>>>

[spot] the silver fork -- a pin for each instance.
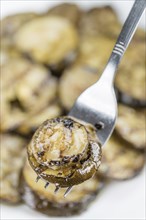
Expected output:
(97, 104)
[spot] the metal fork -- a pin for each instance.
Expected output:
(97, 104)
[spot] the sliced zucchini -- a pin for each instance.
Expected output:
(119, 160)
(93, 22)
(33, 121)
(12, 161)
(45, 201)
(132, 92)
(64, 151)
(74, 81)
(11, 24)
(68, 11)
(86, 70)
(131, 126)
(25, 89)
(55, 40)
(91, 52)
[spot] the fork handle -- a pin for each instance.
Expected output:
(124, 39)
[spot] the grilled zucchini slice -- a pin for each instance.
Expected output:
(25, 89)
(131, 126)
(64, 151)
(55, 40)
(45, 201)
(86, 70)
(12, 161)
(11, 24)
(119, 160)
(93, 22)
(73, 82)
(33, 122)
(68, 11)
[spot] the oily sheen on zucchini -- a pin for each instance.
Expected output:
(45, 201)
(12, 160)
(131, 124)
(119, 160)
(64, 151)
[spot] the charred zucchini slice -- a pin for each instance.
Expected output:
(68, 11)
(94, 23)
(133, 92)
(11, 24)
(131, 126)
(64, 151)
(74, 81)
(119, 160)
(44, 200)
(86, 70)
(25, 89)
(12, 161)
(55, 39)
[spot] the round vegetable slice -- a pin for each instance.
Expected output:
(55, 39)
(33, 121)
(25, 89)
(68, 11)
(64, 151)
(93, 22)
(12, 161)
(11, 24)
(131, 126)
(119, 160)
(45, 201)
(73, 82)
(133, 92)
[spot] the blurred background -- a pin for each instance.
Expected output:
(51, 51)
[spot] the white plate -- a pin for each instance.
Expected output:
(119, 200)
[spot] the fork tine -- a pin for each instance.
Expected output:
(56, 189)
(68, 191)
(46, 185)
(37, 179)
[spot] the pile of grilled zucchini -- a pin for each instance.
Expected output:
(47, 60)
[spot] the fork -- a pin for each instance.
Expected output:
(97, 104)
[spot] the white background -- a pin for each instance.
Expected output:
(119, 200)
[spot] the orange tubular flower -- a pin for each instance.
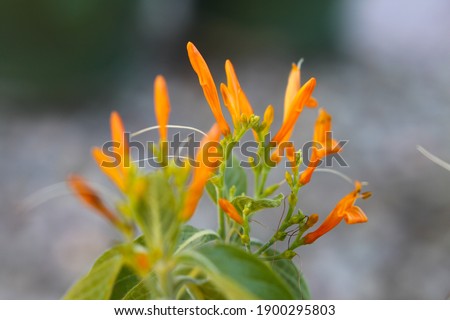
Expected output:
(201, 174)
(295, 109)
(230, 210)
(323, 145)
(292, 88)
(233, 94)
(345, 209)
(162, 105)
(209, 87)
(295, 100)
(119, 172)
(91, 198)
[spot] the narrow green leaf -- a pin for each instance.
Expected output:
(290, 274)
(99, 283)
(143, 290)
(238, 274)
(253, 205)
(192, 237)
(125, 281)
(236, 176)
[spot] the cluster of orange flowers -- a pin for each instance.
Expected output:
(297, 96)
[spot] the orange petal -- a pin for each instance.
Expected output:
(355, 215)
(209, 87)
(200, 175)
(106, 164)
(294, 111)
(243, 105)
(311, 103)
(330, 222)
(269, 115)
(230, 103)
(118, 133)
(230, 210)
(345, 209)
(90, 197)
(162, 106)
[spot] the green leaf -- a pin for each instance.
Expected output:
(99, 283)
(253, 205)
(290, 274)
(124, 282)
(236, 176)
(156, 213)
(144, 289)
(238, 274)
(211, 189)
(192, 237)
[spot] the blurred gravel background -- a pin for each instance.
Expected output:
(383, 73)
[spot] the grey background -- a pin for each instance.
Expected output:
(385, 79)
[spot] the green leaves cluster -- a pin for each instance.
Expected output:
(205, 268)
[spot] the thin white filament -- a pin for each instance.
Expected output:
(173, 126)
(433, 158)
(55, 191)
(335, 172)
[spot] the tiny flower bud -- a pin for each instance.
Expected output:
(245, 239)
(288, 178)
(270, 190)
(289, 254)
(268, 116)
(280, 235)
(312, 220)
(366, 195)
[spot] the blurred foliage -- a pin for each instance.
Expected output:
(58, 48)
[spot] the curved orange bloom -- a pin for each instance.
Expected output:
(91, 198)
(119, 172)
(230, 210)
(162, 105)
(240, 100)
(292, 88)
(323, 145)
(201, 173)
(209, 87)
(294, 111)
(344, 210)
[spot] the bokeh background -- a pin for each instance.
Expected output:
(383, 70)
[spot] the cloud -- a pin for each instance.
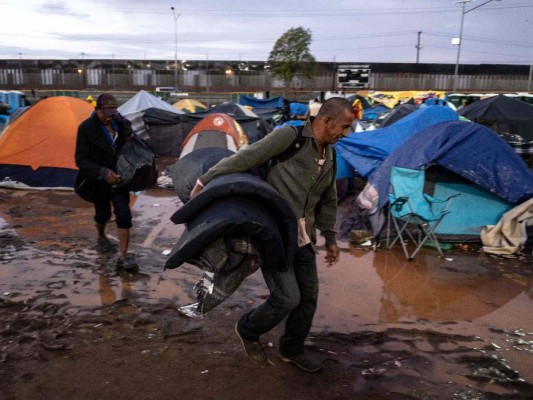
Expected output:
(60, 8)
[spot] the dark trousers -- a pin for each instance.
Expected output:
(121, 206)
(293, 294)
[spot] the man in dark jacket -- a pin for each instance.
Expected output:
(100, 137)
(307, 181)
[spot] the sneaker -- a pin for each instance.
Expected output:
(105, 246)
(303, 361)
(127, 263)
(254, 349)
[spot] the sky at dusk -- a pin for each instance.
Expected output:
(494, 32)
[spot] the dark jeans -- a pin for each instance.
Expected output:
(121, 206)
(293, 294)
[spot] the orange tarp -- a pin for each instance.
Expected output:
(45, 134)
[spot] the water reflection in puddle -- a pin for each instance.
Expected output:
(365, 291)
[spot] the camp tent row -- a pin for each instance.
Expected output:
(465, 157)
(37, 145)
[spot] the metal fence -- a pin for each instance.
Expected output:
(246, 81)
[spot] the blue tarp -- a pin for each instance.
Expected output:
(466, 148)
(366, 150)
(274, 102)
(370, 114)
(298, 109)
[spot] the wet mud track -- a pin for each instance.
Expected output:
(72, 326)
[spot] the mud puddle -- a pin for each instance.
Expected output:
(424, 329)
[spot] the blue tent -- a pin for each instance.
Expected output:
(468, 149)
(364, 151)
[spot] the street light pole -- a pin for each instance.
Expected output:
(463, 12)
(530, 65)
(175, 46)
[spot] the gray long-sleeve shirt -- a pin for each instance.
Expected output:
(310, 192)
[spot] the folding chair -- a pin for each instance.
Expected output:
(410, 207)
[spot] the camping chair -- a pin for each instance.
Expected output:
(411, 207)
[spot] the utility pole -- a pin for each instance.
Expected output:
(458, 42)
(530, 65)
(418, 47)
(175, 46)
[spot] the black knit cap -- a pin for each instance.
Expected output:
(107, 103)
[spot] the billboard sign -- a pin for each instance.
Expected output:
(353, 76)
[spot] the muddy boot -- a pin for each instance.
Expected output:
(103, 244)
(125, 261)
(100, 229)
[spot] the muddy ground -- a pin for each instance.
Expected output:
(73, 327)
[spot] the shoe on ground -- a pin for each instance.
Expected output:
(254, 349)
(303, 361)
(127, 263)
(105, 246)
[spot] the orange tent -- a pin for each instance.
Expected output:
(37, 149)
(215, 130)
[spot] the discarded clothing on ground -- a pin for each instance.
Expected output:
(509, 235)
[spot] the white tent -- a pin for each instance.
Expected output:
(143, 101)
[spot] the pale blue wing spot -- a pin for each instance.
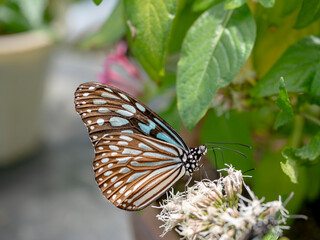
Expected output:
(173, 134)
(145, 128)
(168, 139)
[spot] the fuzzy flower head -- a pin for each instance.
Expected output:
(217, 210)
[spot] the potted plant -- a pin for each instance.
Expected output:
(25, 46)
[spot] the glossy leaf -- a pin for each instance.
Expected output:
(298, 65)
(310, 11)
(267, 3)
(33, 11)
(286, 113)
(149, 29)
(230, 127)
(214, 49)
(269, 181)
(231, 4)
(202, 5)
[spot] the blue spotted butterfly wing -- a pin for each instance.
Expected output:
(137, 154)
(105, 109)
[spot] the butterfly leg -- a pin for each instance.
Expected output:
(221, 155)
(186, 185)
(204, 170)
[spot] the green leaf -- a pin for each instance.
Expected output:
(286, 113)
(310, 11)
(315, 85)
(231, 4)
(202, 5)
(185, 17)
(310, 151)
(290, 166)
(276, 33)
(11, 20)
(214, 49)
(112, 30)
(230, 127)
(298, 65)
(150, 24)
(33, 11)
(269, 181)
(267, 3)
(270, 236)
(97, 2)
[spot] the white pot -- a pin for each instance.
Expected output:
(23, 63)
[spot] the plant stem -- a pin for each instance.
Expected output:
(295, 138)
(311, 118)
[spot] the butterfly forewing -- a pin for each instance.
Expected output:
(133, 170)
(105, 109)
(137, 154)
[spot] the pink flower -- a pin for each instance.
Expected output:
(119, 72)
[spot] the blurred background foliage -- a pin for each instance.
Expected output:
(249, 70)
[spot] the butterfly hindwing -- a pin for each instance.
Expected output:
(133, 170)
(105, 109)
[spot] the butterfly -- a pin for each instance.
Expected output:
(138, 156)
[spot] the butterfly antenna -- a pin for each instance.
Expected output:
(233, 150)
(216, 143)
(249, 170)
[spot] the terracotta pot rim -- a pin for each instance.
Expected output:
(25, 41)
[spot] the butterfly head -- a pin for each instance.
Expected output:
(193, 158)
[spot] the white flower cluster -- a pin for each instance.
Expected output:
(216, 210)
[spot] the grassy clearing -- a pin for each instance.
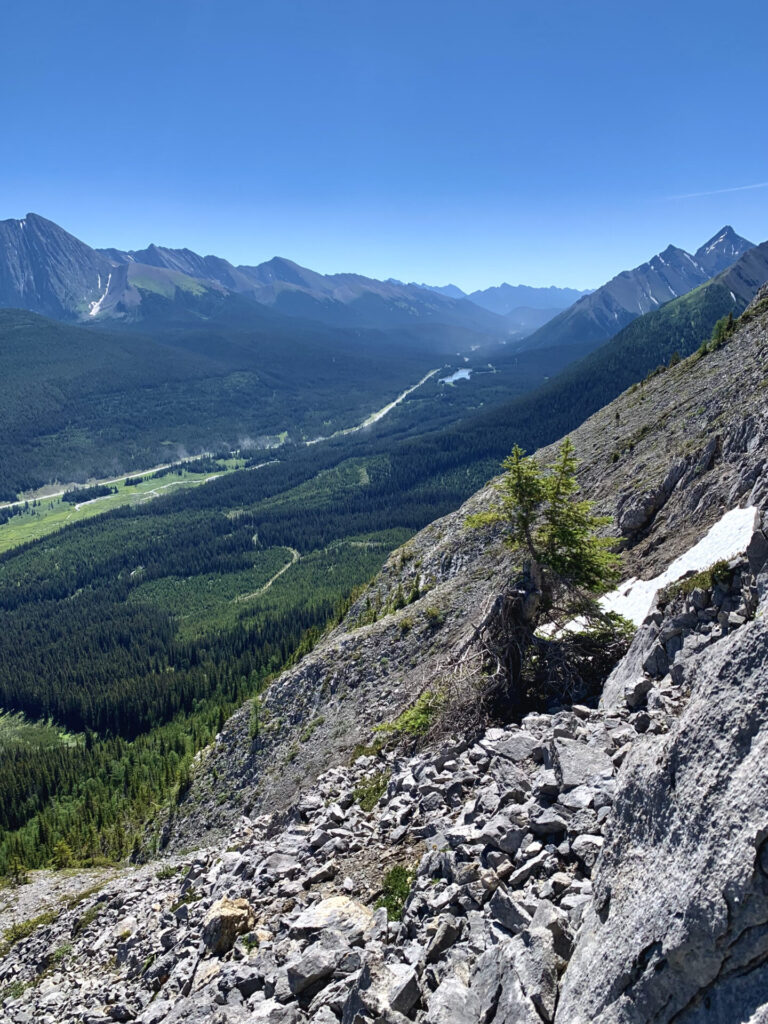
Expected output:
(46, 515)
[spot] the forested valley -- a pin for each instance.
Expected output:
(128, 639)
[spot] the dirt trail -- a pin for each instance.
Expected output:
(295, 556)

<<<

▸ **Exercise task**
Starting at the line that contains "[spot] the butterfly forewing", write out every line through the end of the entries, both ends included, without any pictures.

▸ **Full answer**
[spot] the butterfly forewing -- a pin for each instance.
Expected output:
(133, 170)
(105, 109)
(137, 154)
[spot] the pink flower -- a pin for each instance.
Expected output:
(119, 72)
[spot] the blurred background foliage -- a pin for each instance.
Expected output:
(249, 70)
[spot] the butterfly hindwing -- a pin for each instance.
Expected output:
(133, 170)
(105, 109)
[spot] the butterfly -- a pin for each instance.
Expected output:
(138, 156)
[spot] the butterfly antenna -- a pin for each instance.
Expected output:
(233, 150)
(216, 143)
(249, 170)
[spot] the terracotta pot rim -- a pin for each instance.
Expected output:
(25, 41)
[spot] the butterfly head -- a pin for each instance.
Expected output:
(193, 158)
[spot] the white flower cluster -- a pin for each instance.
Expected output:
(216, 210)
[spot] the grassy clearing -- a pin for each instance.
Expected output:
(46, 515)
[spot] the forested valley -- a pin for each instance.
Expected output:
(128, 639)
[spot] the dirt trail -- a pin for each instance.
Expected output:
(295, 556)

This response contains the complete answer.